MATERIALS PROVIDED

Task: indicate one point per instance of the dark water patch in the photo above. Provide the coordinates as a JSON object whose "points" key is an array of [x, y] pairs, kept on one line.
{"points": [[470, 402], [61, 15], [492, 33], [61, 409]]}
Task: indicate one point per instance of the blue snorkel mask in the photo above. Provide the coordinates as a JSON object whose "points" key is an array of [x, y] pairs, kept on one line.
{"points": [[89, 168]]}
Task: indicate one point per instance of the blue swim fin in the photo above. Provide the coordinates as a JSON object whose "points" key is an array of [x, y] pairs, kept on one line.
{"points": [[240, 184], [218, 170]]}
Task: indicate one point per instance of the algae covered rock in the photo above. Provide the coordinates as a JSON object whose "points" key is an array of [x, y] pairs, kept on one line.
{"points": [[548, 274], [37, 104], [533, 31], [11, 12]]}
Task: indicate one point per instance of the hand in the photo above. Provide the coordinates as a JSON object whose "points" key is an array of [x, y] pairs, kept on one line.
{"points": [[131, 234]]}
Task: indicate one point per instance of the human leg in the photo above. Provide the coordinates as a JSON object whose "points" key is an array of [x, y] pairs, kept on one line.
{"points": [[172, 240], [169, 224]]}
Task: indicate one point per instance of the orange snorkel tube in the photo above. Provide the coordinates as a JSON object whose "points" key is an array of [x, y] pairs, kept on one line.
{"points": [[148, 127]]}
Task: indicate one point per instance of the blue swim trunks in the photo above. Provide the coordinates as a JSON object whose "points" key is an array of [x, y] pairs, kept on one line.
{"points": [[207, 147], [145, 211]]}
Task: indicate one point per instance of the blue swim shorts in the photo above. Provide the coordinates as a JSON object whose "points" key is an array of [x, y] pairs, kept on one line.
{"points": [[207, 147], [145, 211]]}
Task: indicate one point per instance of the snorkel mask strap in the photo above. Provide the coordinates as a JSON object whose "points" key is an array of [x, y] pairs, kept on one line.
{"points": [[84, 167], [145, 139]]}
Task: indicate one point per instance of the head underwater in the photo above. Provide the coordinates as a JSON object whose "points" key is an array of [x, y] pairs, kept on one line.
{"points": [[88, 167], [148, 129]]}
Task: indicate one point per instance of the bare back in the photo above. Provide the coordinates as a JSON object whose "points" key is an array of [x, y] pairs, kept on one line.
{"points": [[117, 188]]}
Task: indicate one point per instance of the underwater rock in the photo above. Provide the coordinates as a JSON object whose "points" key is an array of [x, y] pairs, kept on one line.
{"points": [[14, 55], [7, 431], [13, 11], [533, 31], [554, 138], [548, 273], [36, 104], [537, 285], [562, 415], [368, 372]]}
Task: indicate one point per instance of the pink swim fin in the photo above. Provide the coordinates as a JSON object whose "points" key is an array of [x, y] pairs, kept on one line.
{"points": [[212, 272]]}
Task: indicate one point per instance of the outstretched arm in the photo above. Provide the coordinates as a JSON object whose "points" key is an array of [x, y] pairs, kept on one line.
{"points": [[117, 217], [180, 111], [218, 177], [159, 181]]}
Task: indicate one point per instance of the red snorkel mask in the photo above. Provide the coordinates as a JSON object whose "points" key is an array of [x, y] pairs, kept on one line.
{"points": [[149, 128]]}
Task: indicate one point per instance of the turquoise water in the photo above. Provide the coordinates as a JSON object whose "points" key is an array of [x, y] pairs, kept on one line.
* * *
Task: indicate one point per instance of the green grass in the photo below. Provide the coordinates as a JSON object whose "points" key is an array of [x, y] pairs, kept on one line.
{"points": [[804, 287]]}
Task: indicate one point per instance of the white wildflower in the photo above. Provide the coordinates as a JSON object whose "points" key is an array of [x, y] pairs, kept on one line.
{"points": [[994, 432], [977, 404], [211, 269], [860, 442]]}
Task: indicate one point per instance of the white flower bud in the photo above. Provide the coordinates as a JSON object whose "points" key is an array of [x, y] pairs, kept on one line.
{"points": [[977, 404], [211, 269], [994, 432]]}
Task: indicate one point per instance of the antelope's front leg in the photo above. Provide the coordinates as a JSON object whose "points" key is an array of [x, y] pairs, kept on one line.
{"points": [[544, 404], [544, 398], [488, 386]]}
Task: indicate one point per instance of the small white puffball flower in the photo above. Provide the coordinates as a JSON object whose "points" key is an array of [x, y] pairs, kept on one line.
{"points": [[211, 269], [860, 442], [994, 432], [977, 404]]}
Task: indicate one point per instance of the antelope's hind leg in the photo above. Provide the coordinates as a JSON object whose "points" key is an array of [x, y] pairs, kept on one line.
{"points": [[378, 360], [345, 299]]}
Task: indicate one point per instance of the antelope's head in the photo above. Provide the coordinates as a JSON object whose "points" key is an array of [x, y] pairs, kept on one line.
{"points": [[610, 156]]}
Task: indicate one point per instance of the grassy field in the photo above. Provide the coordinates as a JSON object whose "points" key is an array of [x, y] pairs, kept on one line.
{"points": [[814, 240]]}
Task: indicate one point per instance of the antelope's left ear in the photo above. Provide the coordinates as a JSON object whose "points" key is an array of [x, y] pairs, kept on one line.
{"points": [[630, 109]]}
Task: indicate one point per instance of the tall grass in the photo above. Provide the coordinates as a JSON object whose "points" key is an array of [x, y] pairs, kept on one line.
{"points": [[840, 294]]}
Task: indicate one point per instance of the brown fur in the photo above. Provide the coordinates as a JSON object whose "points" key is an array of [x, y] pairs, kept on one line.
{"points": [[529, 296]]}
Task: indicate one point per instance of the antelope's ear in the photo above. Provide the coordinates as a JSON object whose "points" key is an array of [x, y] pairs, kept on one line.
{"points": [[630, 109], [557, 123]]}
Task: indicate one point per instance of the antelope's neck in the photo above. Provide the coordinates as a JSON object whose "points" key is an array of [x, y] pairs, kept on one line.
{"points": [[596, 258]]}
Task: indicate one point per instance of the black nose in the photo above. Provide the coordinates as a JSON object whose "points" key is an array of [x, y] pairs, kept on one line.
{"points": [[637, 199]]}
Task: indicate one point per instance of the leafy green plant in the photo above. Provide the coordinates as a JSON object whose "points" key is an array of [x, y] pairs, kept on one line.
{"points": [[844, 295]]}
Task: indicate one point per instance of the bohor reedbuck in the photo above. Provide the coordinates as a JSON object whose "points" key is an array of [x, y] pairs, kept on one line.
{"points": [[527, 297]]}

AIM
Rewrite the data starting with the line containing "Task: indicate one point per instance of the red" and going on through the line containing "Task: indicate one point per instance of the turquoise", renaming "snorkel mask" to "diving mask" and leaving everything else unchanged. Give only those lines.

SOLUTION FOR THIS TASK
Task: indicate one point per instance of the red diving mask in the photo above. Provide the coordinates as a JSON object whose "points" key is an array of [x, y] pairs, kept on one line.
{"points": [[149, 128]]}
Task: indicate one point per instance of the turquoise water in the photo above. Provide the coordinates as a JSON object whose "points" key is an array of [x, y] pairs, kept on one line.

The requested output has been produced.